### Written instruction
Every record below should be printed exactly as it appears.

### Source material

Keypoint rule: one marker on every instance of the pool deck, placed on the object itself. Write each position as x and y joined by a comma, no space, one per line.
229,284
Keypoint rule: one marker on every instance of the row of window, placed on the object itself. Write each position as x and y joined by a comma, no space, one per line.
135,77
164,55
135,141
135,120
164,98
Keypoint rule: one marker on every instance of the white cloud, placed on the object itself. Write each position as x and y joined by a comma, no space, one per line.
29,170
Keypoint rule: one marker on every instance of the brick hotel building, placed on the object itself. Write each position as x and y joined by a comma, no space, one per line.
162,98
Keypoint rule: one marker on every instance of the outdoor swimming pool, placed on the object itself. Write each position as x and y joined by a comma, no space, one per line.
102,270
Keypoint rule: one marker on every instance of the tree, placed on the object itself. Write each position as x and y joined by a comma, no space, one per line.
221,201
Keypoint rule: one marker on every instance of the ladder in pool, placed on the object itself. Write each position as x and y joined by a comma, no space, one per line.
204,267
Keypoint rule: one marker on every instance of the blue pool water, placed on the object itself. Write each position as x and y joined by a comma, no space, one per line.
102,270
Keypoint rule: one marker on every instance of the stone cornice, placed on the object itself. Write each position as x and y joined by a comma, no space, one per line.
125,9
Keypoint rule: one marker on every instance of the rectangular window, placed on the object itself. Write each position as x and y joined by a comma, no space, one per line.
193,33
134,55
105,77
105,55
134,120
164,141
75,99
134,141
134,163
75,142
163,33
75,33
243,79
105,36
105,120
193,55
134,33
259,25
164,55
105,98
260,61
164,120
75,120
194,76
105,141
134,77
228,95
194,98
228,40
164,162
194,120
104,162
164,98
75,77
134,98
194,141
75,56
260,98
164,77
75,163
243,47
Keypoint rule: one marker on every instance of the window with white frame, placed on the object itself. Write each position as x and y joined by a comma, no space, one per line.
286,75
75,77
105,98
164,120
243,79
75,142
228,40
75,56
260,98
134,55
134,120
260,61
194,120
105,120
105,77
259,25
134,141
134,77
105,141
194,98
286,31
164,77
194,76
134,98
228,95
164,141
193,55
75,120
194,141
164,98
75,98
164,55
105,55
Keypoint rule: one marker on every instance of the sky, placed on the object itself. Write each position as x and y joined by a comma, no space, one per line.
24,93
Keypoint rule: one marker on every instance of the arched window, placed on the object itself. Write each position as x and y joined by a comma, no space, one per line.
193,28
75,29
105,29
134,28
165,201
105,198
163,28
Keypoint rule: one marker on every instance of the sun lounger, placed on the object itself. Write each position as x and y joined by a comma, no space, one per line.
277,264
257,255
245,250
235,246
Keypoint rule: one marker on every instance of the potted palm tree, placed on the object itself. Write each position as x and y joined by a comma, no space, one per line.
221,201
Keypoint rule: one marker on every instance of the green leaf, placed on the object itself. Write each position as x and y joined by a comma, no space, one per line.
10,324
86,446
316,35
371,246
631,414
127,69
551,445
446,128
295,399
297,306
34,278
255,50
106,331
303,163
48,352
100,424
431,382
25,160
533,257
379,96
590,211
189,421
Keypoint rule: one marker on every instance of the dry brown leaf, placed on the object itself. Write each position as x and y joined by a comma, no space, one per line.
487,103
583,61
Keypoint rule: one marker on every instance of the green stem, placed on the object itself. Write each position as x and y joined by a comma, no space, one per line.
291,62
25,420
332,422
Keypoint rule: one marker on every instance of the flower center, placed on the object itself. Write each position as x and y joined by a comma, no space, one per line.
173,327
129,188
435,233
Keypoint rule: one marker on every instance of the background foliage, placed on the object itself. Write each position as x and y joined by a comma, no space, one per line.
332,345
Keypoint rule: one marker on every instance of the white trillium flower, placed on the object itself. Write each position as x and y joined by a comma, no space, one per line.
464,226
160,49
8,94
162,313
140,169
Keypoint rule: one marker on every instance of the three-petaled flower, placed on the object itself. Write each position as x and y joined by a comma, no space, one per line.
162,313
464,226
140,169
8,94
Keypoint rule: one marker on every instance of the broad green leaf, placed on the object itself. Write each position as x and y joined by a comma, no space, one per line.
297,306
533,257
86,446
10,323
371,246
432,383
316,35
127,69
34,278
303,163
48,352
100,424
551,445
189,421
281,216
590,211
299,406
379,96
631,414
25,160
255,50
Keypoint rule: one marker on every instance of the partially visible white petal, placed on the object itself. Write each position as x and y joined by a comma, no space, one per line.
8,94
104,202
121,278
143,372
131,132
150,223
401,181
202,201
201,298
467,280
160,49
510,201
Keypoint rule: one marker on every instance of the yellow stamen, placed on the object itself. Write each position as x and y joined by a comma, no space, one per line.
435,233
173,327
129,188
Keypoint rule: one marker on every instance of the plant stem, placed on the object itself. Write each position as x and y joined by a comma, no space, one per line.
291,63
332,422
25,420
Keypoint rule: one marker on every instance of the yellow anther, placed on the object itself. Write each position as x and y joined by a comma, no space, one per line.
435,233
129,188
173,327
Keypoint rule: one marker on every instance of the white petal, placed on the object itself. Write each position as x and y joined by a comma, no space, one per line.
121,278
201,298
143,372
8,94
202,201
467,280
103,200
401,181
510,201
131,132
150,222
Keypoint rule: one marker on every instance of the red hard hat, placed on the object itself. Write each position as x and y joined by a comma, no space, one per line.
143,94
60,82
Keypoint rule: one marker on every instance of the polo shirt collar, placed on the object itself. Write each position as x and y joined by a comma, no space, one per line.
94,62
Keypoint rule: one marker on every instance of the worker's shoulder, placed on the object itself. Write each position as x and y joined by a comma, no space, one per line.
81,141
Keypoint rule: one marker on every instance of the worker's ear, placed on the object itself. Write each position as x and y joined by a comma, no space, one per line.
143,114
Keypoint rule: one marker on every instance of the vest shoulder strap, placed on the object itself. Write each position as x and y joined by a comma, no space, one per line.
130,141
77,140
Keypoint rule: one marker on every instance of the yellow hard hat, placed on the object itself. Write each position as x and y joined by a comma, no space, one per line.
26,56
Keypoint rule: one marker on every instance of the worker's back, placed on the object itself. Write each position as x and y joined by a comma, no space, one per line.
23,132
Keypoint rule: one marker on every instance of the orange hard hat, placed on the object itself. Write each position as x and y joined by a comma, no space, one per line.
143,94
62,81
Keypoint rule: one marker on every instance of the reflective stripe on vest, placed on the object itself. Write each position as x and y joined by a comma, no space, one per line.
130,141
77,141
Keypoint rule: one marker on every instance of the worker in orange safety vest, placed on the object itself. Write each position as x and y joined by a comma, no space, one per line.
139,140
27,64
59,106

######

### Finished answer
Keypoint rule: one marker on every instance of the pool deck, placed on the object itself. Write each position as x and y joined by a comma, no space, one per line.
229,284
Keypoint rule: one marker on every instance of the row of window, placed on the object itself. Write each position as x and y joined by a comma, no space, one per line.
135,77
164,55
135,141
135,120
164,98
Keypoint rule: one marker on every instance of the white cloud, placed on the object itself. Write each position as x and y joined by a comma, no space, one per line.
29,170
Keypoint rule: one marker on every instance of the brick hotel building, placed on the object itself. Write each position as x and y joined by a comma, no space, one per line.
162,98
Keypoint rule: one marker on every instance of the outdoor swimming pool, placed on the object itself. Write each position as x and y joined by a comma, no space, one per line.
102,270
Keypoint rule: one marker on every instance of the tree, placed on the object itself. Write each position as x and y joined by a comma, no space, one per line.
221,201
Keypoint rule: one marker on every instance of the ladder in pool, placed on the object itself. Write each position as x and y joined by a comma, no space, one per line.
204,267
Keypoint rule: one marker on every instance of the blue pool water, placed on the object itself. Write each position as x and y joined by a comma, no space, one per line.
102,270
Keypoint rule: one marker on every instance of the stone cornice, placed on the object itself. Write each position as x and y joined by a comma, no space, one per line.
125,9
Keypoint rule: one marker on every instance of the rectangular window, placed on the object itself. Write each position as x and y joined by a comma, no space, one per line.
193,33
134,55
105,77
105,55
134,120
164,141
75,99
134,141
134,163
75,142
163,33
75,33
243,79
105,36
105,120
193,55
134,33
259,25
164,55
105,98
260,61
164,120
75,120
194,76
105,141
134,77
228,95
194,98
228,40
164,162
194,120
104,162
164,98
75,77
134,98
194,141
75,56
260,98
164,77
75,163
243,47
Keypoint rule: one marker on every instance of the window with white frame, placed on the object itself. Write each position as x and y joined by a comma, no space, one per line.
286,75
75,77
105,98
164,120
243,79
75,142
228,40
75,56
260,98
134,55
134,120
260,61
194,120
105,120
105,77
259,25
134,141
134,77
105,141
194,98
286,31
164,77
194,76
134,98
228,95
164,141
193,55
75,120
194,141
164,98
75,98
164,55
105,55
Keypoint rule: one marker on every instance of the sky, placed on the object itself. Write each position as x and y joined by a comma, no space, one per line.
24,93
Keypoint rule: one marker on every instance of the arched window, placed on the object itself. Write each position as x and y joined by a comma, no space, one per line.
193,28
75,29
105,29
134,28
165,201
105,198
163,28
Keypoint rule: one marker on every instance of the sun lounger, placed on the object itself. Write each position as x and y joined by a comma, no space, one per line.
277,264
257,255
245,250
235,246
Keypoint rule: one marker on every instance of the potted palm tree, placed on the object itself. Write each position as x and y joined by a comma, no space, one per line.
221,201
Keypoint rule: one marker on every instance of the green leaf, placed on the object itself. Write each position as x and y joined by a comma, no space, one per line.
10,324
86,446
316,35
371,246
631,414
127,69
551,445
446,128
295,399
297,306
34,278
255,50
106,331
303,163
48,352
100,424
431,382
25,160
533,257
379,96
590,211
189,421
Keypoint rule: one marker on every instance of the dry brown leaf, placed on the object itself. Write each position as x and y joined by a comma, no space, one per line.
487,103
583,61
Keypoint rule: one marker on every instance of the green stem, placed on the object itself. Write each position as x and y joined by a comma, no space, one per line.
291,62
25,420
332,422
Keypoint rule: one marker on every instance of the flower center, placed on the object itself. Write each position as x and y joined by a comma, no space, one per line.
173,327
129,188
435,233
Keypoint rule: one marker on every instance of the background foliage, placed on the object itself. Write each position as x and y joined by a comma, no space, one per line.
332,345
Keypoint rule: one marker on every instance of the white trillium flower, placed on the object itself. Write each position as x and y joined by a comma, no space, one per line.
464,226
160,49
8,94
162,313
140,169
Keypoint rule: one marker on every instance of the three-petaled flower, placed on the object itself. Write each position as x and y joined by a comma, no space, one per line.
162,313
464,226
140,169
8,94
Keypoint rule: one marker on every instance of the broad green leaf, placed on the object itself. Write each position as x and y joined by a comma, no space, one per line.
297,306
533,257
86,446
10,323
371,246
432,383
316,35
127,69
34,278
303,163
48,352
100,424
551,445
189,421
281,216
590,211
299,406
379,96
631,414
25,160
255,50
Keypoint rule: one marker on every instance of the partially visible white petal, placed on the object itself. Write each position as x and y joined by a comma, no space, one per line.
8,94
104,202
121,278
143,372
131,132
150,223
401,181
202,201
201,298
467,280
160,49
510,201
Keypoint rule: one marker on every instance of the yellow stamen, placed on the object itself. Write each position as x and y joined by a comma, no space, one per line.
435,233
173,327
129,188
Keypoint rule: one marker on every instance of the plant stem, placed on the object itself. Write each position as x and y joined by a comma, no space, one per line.
291,63
332,422
25,420
Keypoint rule: one marker on every instance of the yellow anther, placed on the object itself. Write each position as x and y joined by a comma, no space, one per line.
435,233
129,188
173,327
Keypoint rule: one marker on every instance of the white petal, placed on the object itself. Write each position as x and y joined by a comma, no space, one per line.
121,278
201,298
143,372
8,94
202,201
467,280
103,200
401,181
510,201
131,132
150,222
Keypoint rule: one marker on every instance of the red hard hat, placed on the object itself. Write each position as x and y joined by a comma, no space, one per line.
143,94
60,82
Keypoint rule: one marker on every instance of the polo shirt collar, placed on the object itself. Write each position as x and y joined by a comma, no space, one per line.
94,62
Keypoint rule: one marker on every instance of the worker's shoulder, placed on the object itself. Write each position as x and y joined by a comma, no space, one per line.
81,141
Keypoint rule: one marker on every instance of the worker's ear, placed on the object itself. Write each position as x and y joined by a comma, no space, one per line.
143,114
Keypoint rule: one marker on every instance of the vest shoulder strap, placed on the object itself. Write each position as x and y joined by a comma, no space, one per line.
130,141
77,140
Keypoint rule: one marker on every instance of the yellow hard hat, placed on the object itself. Write each position as x and y joined by a comma, no space, one per line.
26,56
Keypoint rule: one marker on every instance of the worker's back, placed on the object itself. Write each position as x and y joined by a comma, no space, one per line.
23,132
Keypoint rule: one marker on every instance of the orange hard hat, placed on the object itself. Write each position as x and y joined by a comma, no space, one per line.
143,94
62,81
Keypoint rule: one marker on every instance of the reflective stripe on vest, placed on the object itself. Write each position as x and y joined by a comma, no space, one per line.
130,141
77,141
Keypoint rule: one marker on every instance of the worker in orange safety vest, placed on the object itself. Write each position as x and y joined by a comma, no space, one per line.
139,140
27,64
59,106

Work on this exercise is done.